(Shape boundary entries)
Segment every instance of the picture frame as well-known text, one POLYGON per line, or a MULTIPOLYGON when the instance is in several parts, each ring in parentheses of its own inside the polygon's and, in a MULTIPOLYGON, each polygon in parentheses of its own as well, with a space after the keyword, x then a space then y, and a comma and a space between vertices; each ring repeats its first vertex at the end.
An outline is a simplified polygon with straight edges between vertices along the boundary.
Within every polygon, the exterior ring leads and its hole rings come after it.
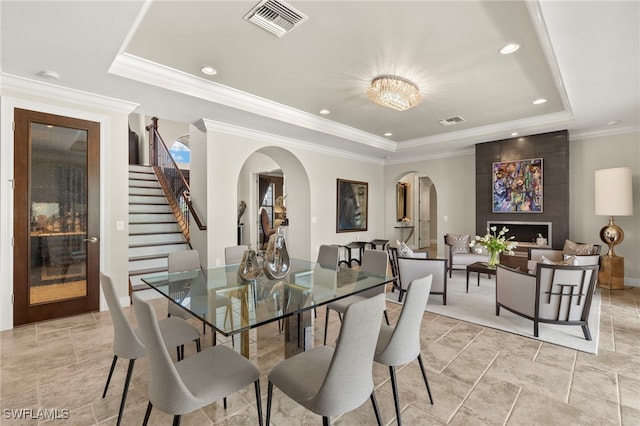
POLYGON ((366 231, 369 219, 369 184, 336 180, 336 232, 366 231))
POLYGON ((542 158, 492 164, 493 213, 542 213, 542 158))

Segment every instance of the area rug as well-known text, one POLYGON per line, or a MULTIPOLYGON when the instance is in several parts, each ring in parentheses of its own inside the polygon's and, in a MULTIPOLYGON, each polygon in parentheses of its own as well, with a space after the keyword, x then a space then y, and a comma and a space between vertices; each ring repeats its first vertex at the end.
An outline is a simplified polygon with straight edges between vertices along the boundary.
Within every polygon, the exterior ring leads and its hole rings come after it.
MULTIPOLYGON (((533 336, 533 321, 522 318, 504 308, 500 309, 500 316, 496 316, 495 277, 487 278, 484 275, 480 278, 480 286, 477 286, 476 274, 471 274, 469 293, 465 292, 465 286, 465 272, 454 272, 453 277, 447 281, 447 304, 442 304, 441 296, 431 295, 425 310, 434 314, 536 339, 533 336)), ((398 303, 398 293, 388 292, 387 300, 398 303)), ((537 340, 597 354, 598 336, 600 334, 600 304, 600 291, 597 290, 591 301, 591 311, 589 313, 591 341, 585 340, 582 327, 544 323, 539 326, 537 340)))

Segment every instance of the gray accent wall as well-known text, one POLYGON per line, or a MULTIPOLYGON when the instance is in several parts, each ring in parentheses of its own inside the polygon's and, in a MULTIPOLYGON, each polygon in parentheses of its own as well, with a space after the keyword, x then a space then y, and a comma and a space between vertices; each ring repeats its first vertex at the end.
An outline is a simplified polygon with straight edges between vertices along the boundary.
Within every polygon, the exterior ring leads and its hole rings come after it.
POLYGON ((476 235, 486 233, 487 221, 551 222, 553 248, 569 238, 569 133, 566 130, 477 144, 476 235), (542 213, 493 213, 492 164, 542 158, 542 213))

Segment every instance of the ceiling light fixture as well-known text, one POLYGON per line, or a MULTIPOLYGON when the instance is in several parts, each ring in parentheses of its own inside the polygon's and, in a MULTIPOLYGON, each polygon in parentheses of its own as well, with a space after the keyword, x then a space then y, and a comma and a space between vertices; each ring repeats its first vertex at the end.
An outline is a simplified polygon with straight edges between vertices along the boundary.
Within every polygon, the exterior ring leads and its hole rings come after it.
POLYGON ((53 80, 60 80, 60 78, 62 77, 59 72, 51 70, 42 70, 38 74, 40 75, 40 77, 50 78, 53 80))
POLYGON ((206 74, 206 75, 216 75, 216 74, 218 74, 218 71, 213 67, 202 67, 202 68, 200 68, 200 71, 202 71, 202 73, 206 74))
POLYGON ((513 53, 518 49, 520 49, 520 45, 518 43, 509 43, 505 45, 502 49, 500 49, 499 52, 502 53, 503 55, 509 55, 510 53, 513 53))
POLYGON ((375 77, 367 95, 372 102, 397 111, 405 111, 422 102, 418 85, 396 75, 375 77))

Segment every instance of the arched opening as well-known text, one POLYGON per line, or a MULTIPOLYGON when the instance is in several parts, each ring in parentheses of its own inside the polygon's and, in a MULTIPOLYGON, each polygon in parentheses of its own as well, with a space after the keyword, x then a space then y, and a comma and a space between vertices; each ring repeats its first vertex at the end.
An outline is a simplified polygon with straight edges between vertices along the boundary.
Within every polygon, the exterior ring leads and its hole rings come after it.
MULTIPOLYGON (((269 146, 258 149, 245 160, 237 185, 237 203, 246 204, 246 211, 239 221, 243 225, 242 244, 259 247, 261 231, 260 209, 264 204, 261 195, 260 176, 281 178, 281 194, 275 190, 272 194, 273 210, 270 223, 282 227, 287 241, 287 249, 292 257, 311 259, 311 186, 309 177, 300 160, 286 149, 269 146), (278 205, 278 197, 283 197, 278 205), (287 224, 279 222, 279 207, 286 208, 287 224)), ((275 179, 274 179, 275 182, 275 179)))

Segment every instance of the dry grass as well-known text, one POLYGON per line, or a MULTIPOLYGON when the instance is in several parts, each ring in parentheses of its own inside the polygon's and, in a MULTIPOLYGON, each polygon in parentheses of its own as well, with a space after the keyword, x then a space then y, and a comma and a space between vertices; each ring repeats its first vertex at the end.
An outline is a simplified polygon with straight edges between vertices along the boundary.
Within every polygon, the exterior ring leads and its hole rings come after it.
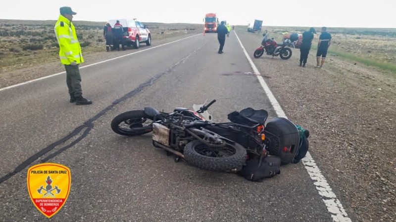
MULTIPOLYGON (((309 27, 263 27, 265 29, 270 37, 280 41, 283 32, 302 34, 309 27)), ((321 27, 315 29, 320 34, 321 27)), ((328 31, 333 37, 330 53, 396 73, 396 29, 328 28, 328 31)), ((313 49, 318 39, 319 35, 315 35, 313 49)))
MULTIPOLYGON (((0 71, 58 60, 58 44, 53 31, 56 21, 0 20, 0 71)), ((85 55, 104 51, 104 22, 74 22, 85 55)), ((202 25, 143 23, 153 40, 198 32, 202 25)), ((199 31, 200 32, 200 31, 199 31)))

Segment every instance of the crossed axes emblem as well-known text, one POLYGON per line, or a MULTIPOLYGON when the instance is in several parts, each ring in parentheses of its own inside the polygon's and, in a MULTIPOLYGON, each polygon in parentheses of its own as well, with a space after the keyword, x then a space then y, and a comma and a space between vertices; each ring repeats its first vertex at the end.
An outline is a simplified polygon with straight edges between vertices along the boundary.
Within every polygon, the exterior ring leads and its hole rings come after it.
POLYGON ((48 176, 48 177, 47 178, 47 181, 46 181, 46 183, 47 183, 47 185, 46 186, 45 188, 43 187, 43 186, 41 186, 40 189, 37 189, 37 192, 40 194, 42 194, 44 192, 47 191, 46 193, 44 193, 44 196, 43 196, 43 197, 46 197, 48 196, 55 197, 55 195, 52 193, 52 192, 54 190, 56 191, 55 192, 55 194, 57 194, 60 192, 60 189, 58 188, 58 186, 55 186, 55 188, 52 188, 52 186, 51 185, 51 184, 52 183, 52 180, 51 179, 51 178, 50 177, 49 175, 48 176), (43 190, 44 190, 44 191, 43 191, 43 190))

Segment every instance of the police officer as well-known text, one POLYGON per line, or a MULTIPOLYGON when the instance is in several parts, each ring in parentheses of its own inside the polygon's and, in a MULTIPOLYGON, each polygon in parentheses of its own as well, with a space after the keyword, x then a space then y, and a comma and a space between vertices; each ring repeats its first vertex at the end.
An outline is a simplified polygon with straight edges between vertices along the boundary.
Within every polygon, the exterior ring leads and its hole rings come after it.
POLYGON ((226 41, 226 35, 228 33, 228 30, 224 25, 224 22, 222 21, 220 25, 217 27, 217 40, 220 43, 219 48, 219 54, 223 53, 223 48, 224 47, 224 43, 226 41))
POLYGON ((92 102, 83 97, 81 76, 78 66, 84 62, 81 47, 77 39, 74 26, 72 23, 73 15, 77 14, 70 7, 59 9, 60 15, 54 28, 59 44, 60 62, 66 69, 66 83, 70 95, 70 103, 76 105, 89 105, 92 102))

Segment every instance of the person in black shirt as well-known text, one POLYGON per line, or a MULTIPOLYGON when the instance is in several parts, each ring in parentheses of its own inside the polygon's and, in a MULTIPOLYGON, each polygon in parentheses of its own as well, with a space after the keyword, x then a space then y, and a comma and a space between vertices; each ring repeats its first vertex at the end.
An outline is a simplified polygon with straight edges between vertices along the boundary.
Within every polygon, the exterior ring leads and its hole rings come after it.
POLYGON ((220 25, 217 27, 217 40, 220 43, 219 48, 219 54, 223 53, 223 48, 224 47, 224 43, 226 41, 226 35, 228 33, 228 30, 224 25, 224 22, 221 21, 220 25))
POLYGON ((318 42, 318 51, 316 53, 316 64, 317 68, 322 68, 323 67, 323 64, 325 63, 325 59, 326 59, 326 55, 327 54, 327 49, 331 44, 331 35, 330 33, 326 32, 327 29, 326 27, 322 27, 322 34, 319 37, 319 42, 318 42), (320 64, 319 66, 319 61, 320 61, 320 57, 322 56, 322 63, 320 64))
POLYGON ((309 54, 309 49, 313 39, 313 34, 316 34, 316 31, 313 27, 309 29, 309 31, 304 32, 302 34, 302 42, 300 45, 300 66, 305 67, 308 54, 309 54))

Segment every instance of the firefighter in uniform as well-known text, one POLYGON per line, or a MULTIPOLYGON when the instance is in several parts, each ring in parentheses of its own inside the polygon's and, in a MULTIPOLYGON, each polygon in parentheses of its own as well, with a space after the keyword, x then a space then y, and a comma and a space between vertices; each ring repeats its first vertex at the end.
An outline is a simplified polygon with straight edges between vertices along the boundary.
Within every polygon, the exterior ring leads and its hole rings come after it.
POLYGON ((89 105, 92 102, 83 97, 81 76, 78 66, 84 62, 81 47, 77 39, 74 26, 72 23, 73 15, 77 14, 70 7, 59 9, 60 15, 54 30, 59 44, 60 62, 66 69, 66 82, 70 95, 70 103, 76 105, 89 105))

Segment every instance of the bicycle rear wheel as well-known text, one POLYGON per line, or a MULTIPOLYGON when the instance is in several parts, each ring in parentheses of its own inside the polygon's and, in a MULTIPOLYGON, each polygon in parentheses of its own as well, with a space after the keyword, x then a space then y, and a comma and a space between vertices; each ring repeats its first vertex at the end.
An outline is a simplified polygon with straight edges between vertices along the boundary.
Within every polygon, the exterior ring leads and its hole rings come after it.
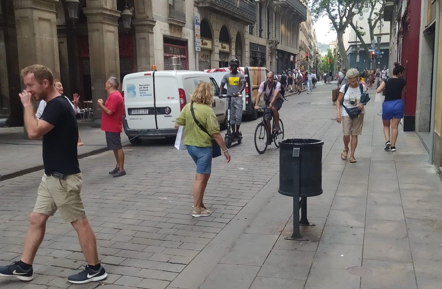
MULTIPOLYGON (((274 124, 273 124, 274 127, 274 124)), ((276 147, 279 147, 278 142, 284 139, 284 125, 282 124, 282 121, 279 119, 279 131, 273 132, 273 141, 275 143, 276 147)))
POLYGON ((268 133, 265 125, 263 123, 259 124, 255 130, 255 147, 260 154, 266 152, 268 139, 268 133))

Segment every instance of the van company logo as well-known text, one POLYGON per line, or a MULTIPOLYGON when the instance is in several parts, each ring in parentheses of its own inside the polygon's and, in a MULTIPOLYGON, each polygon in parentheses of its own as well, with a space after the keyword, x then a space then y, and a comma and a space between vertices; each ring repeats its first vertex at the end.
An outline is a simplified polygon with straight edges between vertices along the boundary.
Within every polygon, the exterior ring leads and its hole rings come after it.
POLYGON ((130 98, 133 98, 137 96, 137 92, 135 91, 135 85, 133 83, 130 83, 126 86, 126 91, 125 94, 125 96, 130 98))

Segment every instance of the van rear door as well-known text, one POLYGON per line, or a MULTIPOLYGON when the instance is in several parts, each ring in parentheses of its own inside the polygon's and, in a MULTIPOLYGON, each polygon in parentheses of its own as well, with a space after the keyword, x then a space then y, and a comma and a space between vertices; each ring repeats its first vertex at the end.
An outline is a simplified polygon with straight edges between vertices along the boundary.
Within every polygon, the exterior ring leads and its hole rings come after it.
POLYGON ((157 128, 173 128, 181 108, 176 73, 155 71, 155 107, 157 128))
POLYGON ((152 74, 141 72, 126 75, 122 89, 129 128, 156 128, 152 74))

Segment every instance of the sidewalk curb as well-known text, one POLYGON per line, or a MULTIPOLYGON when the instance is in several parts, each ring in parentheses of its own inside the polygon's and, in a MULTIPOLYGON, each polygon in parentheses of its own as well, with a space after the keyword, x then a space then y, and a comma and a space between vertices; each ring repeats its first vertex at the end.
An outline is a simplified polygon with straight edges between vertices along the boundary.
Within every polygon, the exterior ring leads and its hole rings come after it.
MULTIPOLYGON (((99 149, 94 150, 91 150, 91 151, 88 151, 79 154, 78 156, 78 159, 80 159, 87 157, 90 157, 94 154, 103 153, 107 150, 108 149, 107 146, 103 146, 99 149)), ((23 175, 26 175, 31 173, 37 172, 37 171, 39 171, 41 169, 43 169, 44 168, 44 167, 43 166, 43 165, 40 165, 32 167, 32 168, 28 168, 28 169, 26 169, 18 172, 14 172, 14 173, 11 173, 4 175, 3 176, 0 176, 0 182, 9 180, 9 179, 12 179, 12 178, 16 177, 17 176, 23 176, 23 175)))
POLYGON ((198 288, 271 198, 278 193, 277 188, 279 181, 278 172, 186 266, 169 286, 182 289, 198 288), (271 193, 272 191, 274 192, 271 193))

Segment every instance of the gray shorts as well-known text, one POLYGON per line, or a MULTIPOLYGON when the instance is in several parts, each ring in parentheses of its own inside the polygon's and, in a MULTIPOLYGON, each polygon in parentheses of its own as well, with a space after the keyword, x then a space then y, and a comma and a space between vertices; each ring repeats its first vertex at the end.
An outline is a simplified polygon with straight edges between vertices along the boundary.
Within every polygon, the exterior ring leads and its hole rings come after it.
POLYGON ((109 150, 119 150, 122 148, 121 137, 119 132, 110 132, 105 131, 106 135, 106 143, 109 150))
MULTIPOLYGON (((276 109, 279 111, 279 109, 281 109, 281 108, 282 106, 283 102, 284 102, 284 99, 282 98, 279 98, 275 101, 274 103, 273 104, 273 107, 276 108, 276 109)), ((266 102, 266 106, 268 106, 270 104, 270 102, 266 102)), ((272 111, 271 109, 266 109, 264 110, 264 119, 272 119, 272 111)))

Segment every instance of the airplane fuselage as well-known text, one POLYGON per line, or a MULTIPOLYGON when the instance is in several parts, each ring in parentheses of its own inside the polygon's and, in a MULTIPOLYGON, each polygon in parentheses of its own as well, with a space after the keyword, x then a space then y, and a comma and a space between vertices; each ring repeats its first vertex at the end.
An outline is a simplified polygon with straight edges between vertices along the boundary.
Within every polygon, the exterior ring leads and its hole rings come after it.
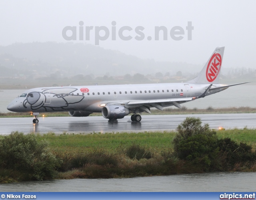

WORK TO BE COMPLETED: Put the lines above, from the first one through the line containing "POLYGON ((542 158, 492", into a Markdown table with a Row column for the row number and a Line column for the line. Leave out the pictures and any blank lines.

WRITTEN REPLY:
| Row | Line |
|---|---|
| 1 | Segment every instance of the picture frame as well-known text, one POLYGON per line, or a MULTIPOLYGON when the instance is in several parts, each ring in parentheses of its own inside the polygon's and, in a MULTIPOLYGON, each polygon in parentheses of its own as well, with a space after the keyword, x then a space then y, and a comma and a space between vertices; each ring repeats its first vertex at the end. |
| 2 | An outline is a simplified polygon with straight edges between vertices along the boundary. |
| 3 | Within every polygon, the exterior ring leads and its hole rings come after it. |
| 4 | POLYGON ((366 231, 369 219, 369 184, 336 180, 336 232, 366 231)) |
| 5 | POLYGON ((542 158, 492 164, 493 213, 542 213, 542 158)) |